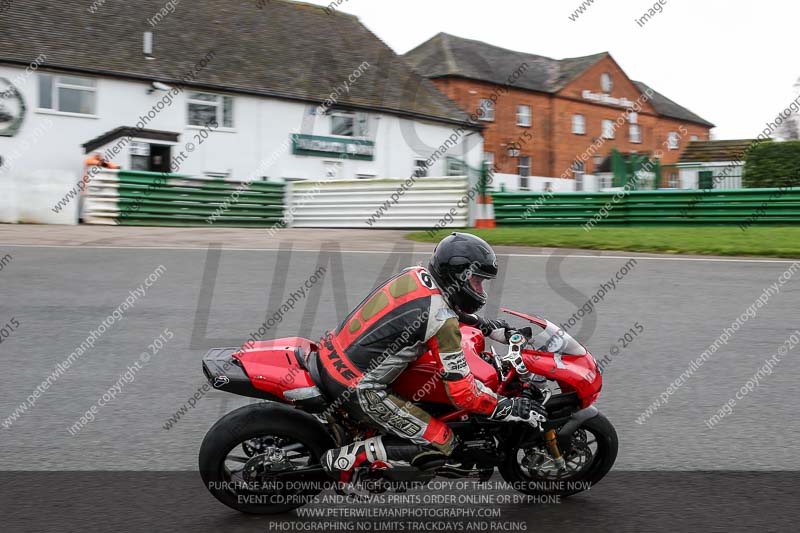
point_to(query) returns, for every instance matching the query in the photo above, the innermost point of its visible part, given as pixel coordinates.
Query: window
(578, 171)
(488, 158)
(333, 169)
(608, 129)
(420, 168)
(207, 109)
(217, 175)
(673, 141)
(524, 166)
(67, 94)
(486, 110)
(349, 124)
(635, 133)
(606, 83)
(579, 124)
(524, 116)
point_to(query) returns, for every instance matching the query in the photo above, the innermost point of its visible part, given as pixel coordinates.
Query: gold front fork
(551, 441)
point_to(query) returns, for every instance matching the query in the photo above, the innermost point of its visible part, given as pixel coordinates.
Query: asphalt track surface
(58, 295)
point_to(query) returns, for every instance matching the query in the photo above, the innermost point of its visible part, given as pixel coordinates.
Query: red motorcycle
(264, 457)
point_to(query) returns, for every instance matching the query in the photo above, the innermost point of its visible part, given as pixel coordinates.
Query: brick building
(555, 118)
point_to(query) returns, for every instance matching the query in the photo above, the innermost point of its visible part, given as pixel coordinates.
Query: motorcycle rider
(415, 311)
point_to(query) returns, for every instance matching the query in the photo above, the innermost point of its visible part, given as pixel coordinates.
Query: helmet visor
(476, 284)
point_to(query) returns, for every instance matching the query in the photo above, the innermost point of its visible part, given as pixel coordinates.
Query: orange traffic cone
(485, 216)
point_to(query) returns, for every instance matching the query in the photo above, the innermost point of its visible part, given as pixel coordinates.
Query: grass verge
(771, 241)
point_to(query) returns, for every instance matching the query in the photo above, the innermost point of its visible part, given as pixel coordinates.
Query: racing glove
(494, 329)
(520, 410)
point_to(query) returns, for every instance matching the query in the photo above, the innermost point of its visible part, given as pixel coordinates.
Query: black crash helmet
(460, 264)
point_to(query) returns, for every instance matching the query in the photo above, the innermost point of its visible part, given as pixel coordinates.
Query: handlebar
(513, 358)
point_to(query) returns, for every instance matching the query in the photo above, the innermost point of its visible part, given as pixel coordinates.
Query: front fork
(551, 441)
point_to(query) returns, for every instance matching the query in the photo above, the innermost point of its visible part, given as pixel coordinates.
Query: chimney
(148, 45)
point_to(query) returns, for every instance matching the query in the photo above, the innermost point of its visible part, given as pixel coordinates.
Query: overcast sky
(733, 62)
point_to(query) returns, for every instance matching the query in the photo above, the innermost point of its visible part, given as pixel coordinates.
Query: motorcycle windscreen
(553, 339)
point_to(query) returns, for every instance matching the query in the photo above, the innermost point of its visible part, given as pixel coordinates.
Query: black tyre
(248, 446)
(591, 456)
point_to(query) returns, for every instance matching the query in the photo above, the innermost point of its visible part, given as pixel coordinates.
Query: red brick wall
(550, 141)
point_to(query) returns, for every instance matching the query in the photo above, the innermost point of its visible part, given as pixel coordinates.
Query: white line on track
(388, 252)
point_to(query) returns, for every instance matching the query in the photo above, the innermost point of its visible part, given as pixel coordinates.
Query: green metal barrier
(137, 198)
(726, 207)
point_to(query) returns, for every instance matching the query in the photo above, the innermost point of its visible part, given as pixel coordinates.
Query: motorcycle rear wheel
(248, 439)
(603, 456)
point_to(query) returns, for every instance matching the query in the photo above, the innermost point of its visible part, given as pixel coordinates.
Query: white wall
(535, 183)
(690, 174)
(263, 126)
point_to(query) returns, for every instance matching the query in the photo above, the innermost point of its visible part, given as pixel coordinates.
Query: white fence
(378, 203)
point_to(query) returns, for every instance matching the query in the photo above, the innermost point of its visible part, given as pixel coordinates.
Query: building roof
(283, 49)
(668, 108)
(447, 55)
(129, 131)
(716, 151)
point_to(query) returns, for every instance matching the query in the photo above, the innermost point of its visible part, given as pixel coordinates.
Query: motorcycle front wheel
(591, 455)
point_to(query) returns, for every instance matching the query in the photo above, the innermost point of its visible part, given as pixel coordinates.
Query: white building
(276, 90)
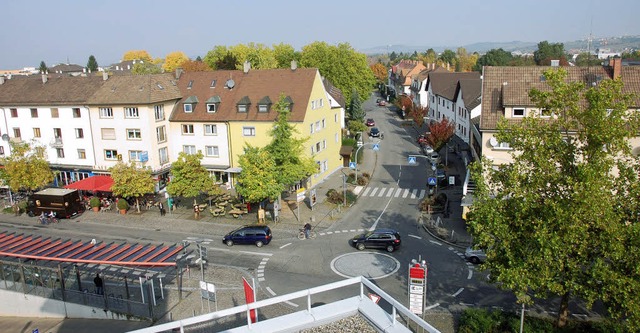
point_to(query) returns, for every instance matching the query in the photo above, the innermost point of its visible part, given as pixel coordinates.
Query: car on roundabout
(387, 239)
(370, 122)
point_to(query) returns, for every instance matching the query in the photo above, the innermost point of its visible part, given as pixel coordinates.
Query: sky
(61, 31)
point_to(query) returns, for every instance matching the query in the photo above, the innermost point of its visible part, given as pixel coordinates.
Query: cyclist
(307, 229)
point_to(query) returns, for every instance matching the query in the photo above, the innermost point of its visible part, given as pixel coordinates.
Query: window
(518, 112)
(161, 134)
(134, 134)
(210, 129)
(211, 151)
(249, 131)
(187, 129)
(106, 113)
(163, 155)
(131, 112)
(189, 149)
(134, 155)
(158, 110)
(108, 133)
(110, 154)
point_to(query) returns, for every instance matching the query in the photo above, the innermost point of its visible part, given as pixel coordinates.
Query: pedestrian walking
(162, 211)
(98, 282)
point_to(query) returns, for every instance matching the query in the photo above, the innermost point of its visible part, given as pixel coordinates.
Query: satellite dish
(493, 142)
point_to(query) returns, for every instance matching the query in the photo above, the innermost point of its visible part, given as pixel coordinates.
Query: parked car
(370, 122)
(475, 256)
(387, 239)
(252, 234)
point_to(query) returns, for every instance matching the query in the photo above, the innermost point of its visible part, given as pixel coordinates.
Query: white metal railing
(307, 293)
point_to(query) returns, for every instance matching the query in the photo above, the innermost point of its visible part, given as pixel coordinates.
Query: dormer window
(243, 104)
(212, 104)
(189, 104)
(264, 104)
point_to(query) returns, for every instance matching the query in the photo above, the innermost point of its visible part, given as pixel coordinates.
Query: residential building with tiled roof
(130, 121)
(240, 106)
(505, 95)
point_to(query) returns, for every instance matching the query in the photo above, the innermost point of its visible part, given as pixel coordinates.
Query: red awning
(94, 183)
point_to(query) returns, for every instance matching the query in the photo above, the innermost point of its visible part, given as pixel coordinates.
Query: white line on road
(432, 306)
(457, 292)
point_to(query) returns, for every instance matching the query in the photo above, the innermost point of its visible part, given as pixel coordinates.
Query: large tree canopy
(562, 219)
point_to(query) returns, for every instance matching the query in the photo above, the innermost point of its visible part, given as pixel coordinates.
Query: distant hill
(616, 44)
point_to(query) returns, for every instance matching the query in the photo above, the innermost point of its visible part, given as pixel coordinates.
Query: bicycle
(312, 234)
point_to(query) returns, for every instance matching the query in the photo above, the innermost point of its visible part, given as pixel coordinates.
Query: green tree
(347, 69)
(142, 68)
(356, 112)
(562, 218)
(292, 165)
(190, 179)
(131, 181)
(549, 51)
(92, 64)
(258, 179)
(43, 67)
(26, 167)
(494, 57)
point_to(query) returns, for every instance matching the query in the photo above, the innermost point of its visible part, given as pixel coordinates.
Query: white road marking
(458, 292)
(432, 306)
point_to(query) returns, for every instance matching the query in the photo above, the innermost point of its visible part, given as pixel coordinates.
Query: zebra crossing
(394, 192)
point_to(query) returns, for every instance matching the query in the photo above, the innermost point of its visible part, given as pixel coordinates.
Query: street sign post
(417, 286)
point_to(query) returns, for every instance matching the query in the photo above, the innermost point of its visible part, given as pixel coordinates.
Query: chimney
(616, 63)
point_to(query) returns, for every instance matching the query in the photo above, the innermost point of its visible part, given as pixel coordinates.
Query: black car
(387, 239)
(251, 234)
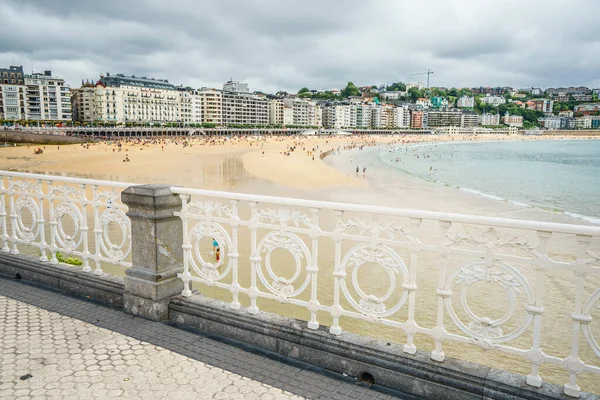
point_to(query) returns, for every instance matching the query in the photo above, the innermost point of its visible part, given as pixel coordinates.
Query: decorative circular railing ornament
(369, 305)
(281, 286)
(594, 301)
(24, 232)
(72, 241)
(485, 330)
(209, 270)
(115, 251)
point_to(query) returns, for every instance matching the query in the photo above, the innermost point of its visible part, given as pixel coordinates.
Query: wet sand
(240, 165)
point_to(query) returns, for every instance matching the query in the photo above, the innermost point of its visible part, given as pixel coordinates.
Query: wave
(583, 217)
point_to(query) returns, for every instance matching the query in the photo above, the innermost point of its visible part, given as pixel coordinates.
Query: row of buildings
(139, 99)
(33, 96)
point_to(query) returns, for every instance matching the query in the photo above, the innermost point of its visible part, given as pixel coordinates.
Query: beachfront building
(470, 119)
(544, 105)
(82, 103)
(393, 95)
(512, 120)
(48, 98)
(493, 100)
(235, 87)
(444, 118)
(439, 102)
(465, 102)
(588, 109)
(211, 104)
(185, 105)
(12, 93)
(364, 115)
(288, 116)
(376, 117)
(306, 113)
(416, 119)
(276, 112)
(402, 117)
(423, 102)
(244, 109)
(488, 119)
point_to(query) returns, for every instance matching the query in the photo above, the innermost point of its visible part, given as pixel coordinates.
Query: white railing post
(254, 259)
(336, 309)
(186, 246)
(573, 363)
(536, 355)
(41, 221)
(411, 287)
(3, 219)
(97, 232)
(313, 269)
(13, 216)
(234, 257)
(53, 225)
(157, 251)
(439, 332)
(85, 229)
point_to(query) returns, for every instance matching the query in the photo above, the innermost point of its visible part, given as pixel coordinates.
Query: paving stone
(77, 349)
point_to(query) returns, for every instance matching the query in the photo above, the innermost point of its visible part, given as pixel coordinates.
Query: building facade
(276, 112)
(444, 118)
(465, 102)
(13, 102)
(244, 109)
(493, 100)
(512, 120)
(48, 98)
(235, 87)
(488, 119)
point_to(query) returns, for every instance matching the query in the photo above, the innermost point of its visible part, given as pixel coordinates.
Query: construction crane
(429, 72)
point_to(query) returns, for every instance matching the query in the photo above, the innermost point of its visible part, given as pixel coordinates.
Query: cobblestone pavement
(56, 346)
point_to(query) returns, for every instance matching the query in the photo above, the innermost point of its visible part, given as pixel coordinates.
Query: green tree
(350, 90)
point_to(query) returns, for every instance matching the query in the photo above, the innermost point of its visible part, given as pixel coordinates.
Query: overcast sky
(322, 44)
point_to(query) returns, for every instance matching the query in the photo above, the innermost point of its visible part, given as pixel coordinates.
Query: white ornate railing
(79, 217)
(376, 265)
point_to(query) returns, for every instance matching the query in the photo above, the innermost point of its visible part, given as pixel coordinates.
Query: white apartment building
(47, 98)
(465, 102)
(393, 95)
(364, 114)
(493, 100)
(185, 105)
(82, 103)
(488, 119)
(211, 103)
(424, 102)
(235, 87)
(470, 120)
(276, 112)
(245, 109)
(121, 99)
(376, 117)
(306, 113)
(402, 117)
(12, 93)
(288, 116)
(512, 120)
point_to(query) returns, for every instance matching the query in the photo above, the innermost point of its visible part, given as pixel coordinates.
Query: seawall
(22, 137)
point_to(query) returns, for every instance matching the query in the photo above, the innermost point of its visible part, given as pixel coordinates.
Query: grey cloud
(277, 44)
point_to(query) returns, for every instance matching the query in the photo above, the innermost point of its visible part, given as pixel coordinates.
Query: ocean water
(561, 176)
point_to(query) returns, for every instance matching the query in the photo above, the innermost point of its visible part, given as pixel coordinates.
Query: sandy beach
(294, 167)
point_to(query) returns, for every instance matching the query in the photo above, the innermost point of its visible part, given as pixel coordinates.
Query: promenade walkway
(56, 346)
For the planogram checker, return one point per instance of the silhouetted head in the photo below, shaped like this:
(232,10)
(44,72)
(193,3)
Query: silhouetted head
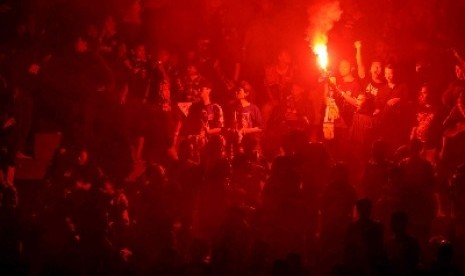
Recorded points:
(364,207)
(416,146)
(339,174)
(379,150)
(399,222)
(445,252)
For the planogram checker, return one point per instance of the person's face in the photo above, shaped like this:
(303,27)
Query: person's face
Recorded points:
(165,90)
(241,94)
(163,56)
(81,45)
(83,157)
(422,97)
(205,93)
(297,91)
(376,69)
(461,103)
(108,188)
(284,58)
(360,100)
(192,71)
(344,68)
(389,75)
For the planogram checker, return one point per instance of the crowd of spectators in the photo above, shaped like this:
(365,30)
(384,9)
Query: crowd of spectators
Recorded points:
(201,138)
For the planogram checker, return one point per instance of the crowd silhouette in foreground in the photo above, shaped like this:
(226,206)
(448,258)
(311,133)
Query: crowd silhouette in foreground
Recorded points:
(218,153)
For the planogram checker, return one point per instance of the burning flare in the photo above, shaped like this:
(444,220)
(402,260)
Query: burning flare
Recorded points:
(321,52)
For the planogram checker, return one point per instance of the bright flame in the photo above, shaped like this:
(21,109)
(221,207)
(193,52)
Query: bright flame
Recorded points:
(321,52)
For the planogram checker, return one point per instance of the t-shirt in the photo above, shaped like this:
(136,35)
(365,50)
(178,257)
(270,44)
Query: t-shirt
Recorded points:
(346,109)
(371,87)
(203,116)
(248,116)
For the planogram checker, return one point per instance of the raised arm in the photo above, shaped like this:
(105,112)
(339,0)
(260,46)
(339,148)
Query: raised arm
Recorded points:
(358,57)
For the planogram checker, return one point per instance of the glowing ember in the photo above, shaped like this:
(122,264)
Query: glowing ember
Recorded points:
(321,52)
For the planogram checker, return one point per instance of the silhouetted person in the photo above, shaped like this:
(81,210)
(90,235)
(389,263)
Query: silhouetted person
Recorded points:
(403,250)
(336,205)
(417,196)
(375,177)
(364,244)
(443,265)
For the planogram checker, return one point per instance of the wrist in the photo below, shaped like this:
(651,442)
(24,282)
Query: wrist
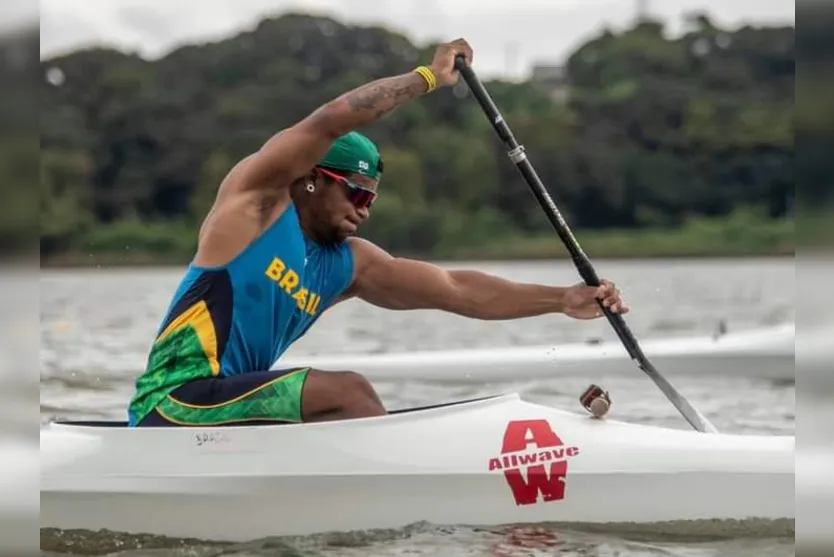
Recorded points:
(428,76)
(558,295)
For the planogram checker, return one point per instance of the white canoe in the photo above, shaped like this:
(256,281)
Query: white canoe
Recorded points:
(491,461)
(764,353)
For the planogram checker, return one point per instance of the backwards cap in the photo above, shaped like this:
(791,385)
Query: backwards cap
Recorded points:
(353,152)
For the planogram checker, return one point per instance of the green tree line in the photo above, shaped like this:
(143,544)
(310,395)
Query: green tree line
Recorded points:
(657,135)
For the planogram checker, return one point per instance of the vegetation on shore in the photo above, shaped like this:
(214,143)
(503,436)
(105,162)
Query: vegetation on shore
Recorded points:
(655,146)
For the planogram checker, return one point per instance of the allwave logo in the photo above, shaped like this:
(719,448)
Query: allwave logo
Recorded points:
(542,470)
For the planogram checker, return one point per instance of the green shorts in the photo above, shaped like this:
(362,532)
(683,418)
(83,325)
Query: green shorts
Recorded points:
(250,398)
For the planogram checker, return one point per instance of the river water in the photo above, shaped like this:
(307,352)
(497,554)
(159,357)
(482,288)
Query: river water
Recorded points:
(98,323)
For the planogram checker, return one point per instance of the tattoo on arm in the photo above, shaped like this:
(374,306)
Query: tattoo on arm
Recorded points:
(375,99)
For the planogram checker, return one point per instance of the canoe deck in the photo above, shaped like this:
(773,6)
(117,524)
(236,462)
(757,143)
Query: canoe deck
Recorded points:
(496,460)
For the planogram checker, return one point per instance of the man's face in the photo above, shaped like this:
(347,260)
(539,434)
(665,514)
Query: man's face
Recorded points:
(344,203)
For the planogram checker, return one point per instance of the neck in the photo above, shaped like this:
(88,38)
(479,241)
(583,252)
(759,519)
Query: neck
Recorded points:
(301,199)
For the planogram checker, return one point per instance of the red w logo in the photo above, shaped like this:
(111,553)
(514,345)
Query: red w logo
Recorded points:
(532,473)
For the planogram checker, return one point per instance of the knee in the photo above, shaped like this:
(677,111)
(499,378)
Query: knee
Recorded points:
(356,383)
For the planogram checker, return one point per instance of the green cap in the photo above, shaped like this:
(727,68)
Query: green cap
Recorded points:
(353,152)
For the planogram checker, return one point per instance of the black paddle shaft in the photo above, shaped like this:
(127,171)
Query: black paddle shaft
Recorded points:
(583,264)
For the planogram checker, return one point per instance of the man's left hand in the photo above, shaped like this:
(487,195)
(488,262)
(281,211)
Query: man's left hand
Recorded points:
(581,300)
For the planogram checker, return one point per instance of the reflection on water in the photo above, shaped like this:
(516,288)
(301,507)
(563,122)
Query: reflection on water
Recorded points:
(97,326)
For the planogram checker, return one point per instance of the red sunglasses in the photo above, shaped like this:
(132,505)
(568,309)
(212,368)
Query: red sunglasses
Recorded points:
(360,196)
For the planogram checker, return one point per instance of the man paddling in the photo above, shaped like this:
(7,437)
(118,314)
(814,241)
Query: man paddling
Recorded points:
(277,249)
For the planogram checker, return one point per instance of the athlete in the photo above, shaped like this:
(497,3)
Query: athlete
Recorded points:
(278,248)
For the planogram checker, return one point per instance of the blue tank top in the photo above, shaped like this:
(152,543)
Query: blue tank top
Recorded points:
(242,316)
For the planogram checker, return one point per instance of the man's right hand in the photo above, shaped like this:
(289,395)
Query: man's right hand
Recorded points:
(443,65)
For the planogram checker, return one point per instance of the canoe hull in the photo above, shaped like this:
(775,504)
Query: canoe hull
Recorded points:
(488,462)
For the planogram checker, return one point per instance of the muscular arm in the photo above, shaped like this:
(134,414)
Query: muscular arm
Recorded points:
(396,283)
(290,153)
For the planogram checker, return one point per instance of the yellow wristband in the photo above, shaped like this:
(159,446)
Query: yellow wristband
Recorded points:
(428,75)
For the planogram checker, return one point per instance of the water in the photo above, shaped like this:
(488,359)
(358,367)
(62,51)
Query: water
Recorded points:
(97,325)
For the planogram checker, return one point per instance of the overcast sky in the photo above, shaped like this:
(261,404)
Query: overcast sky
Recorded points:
(507,35)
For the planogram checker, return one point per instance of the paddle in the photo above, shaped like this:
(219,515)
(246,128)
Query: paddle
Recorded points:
(583,264)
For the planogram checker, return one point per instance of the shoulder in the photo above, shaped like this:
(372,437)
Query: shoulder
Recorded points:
(366,253)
★ ★ ★ ★ ★
Copy out, from the listing above, every line that contains the string "shaft".

For the planogram checker, return one point per instance of the black paddle shaft in the photo above, shaped like this:
Query: black paddle shaft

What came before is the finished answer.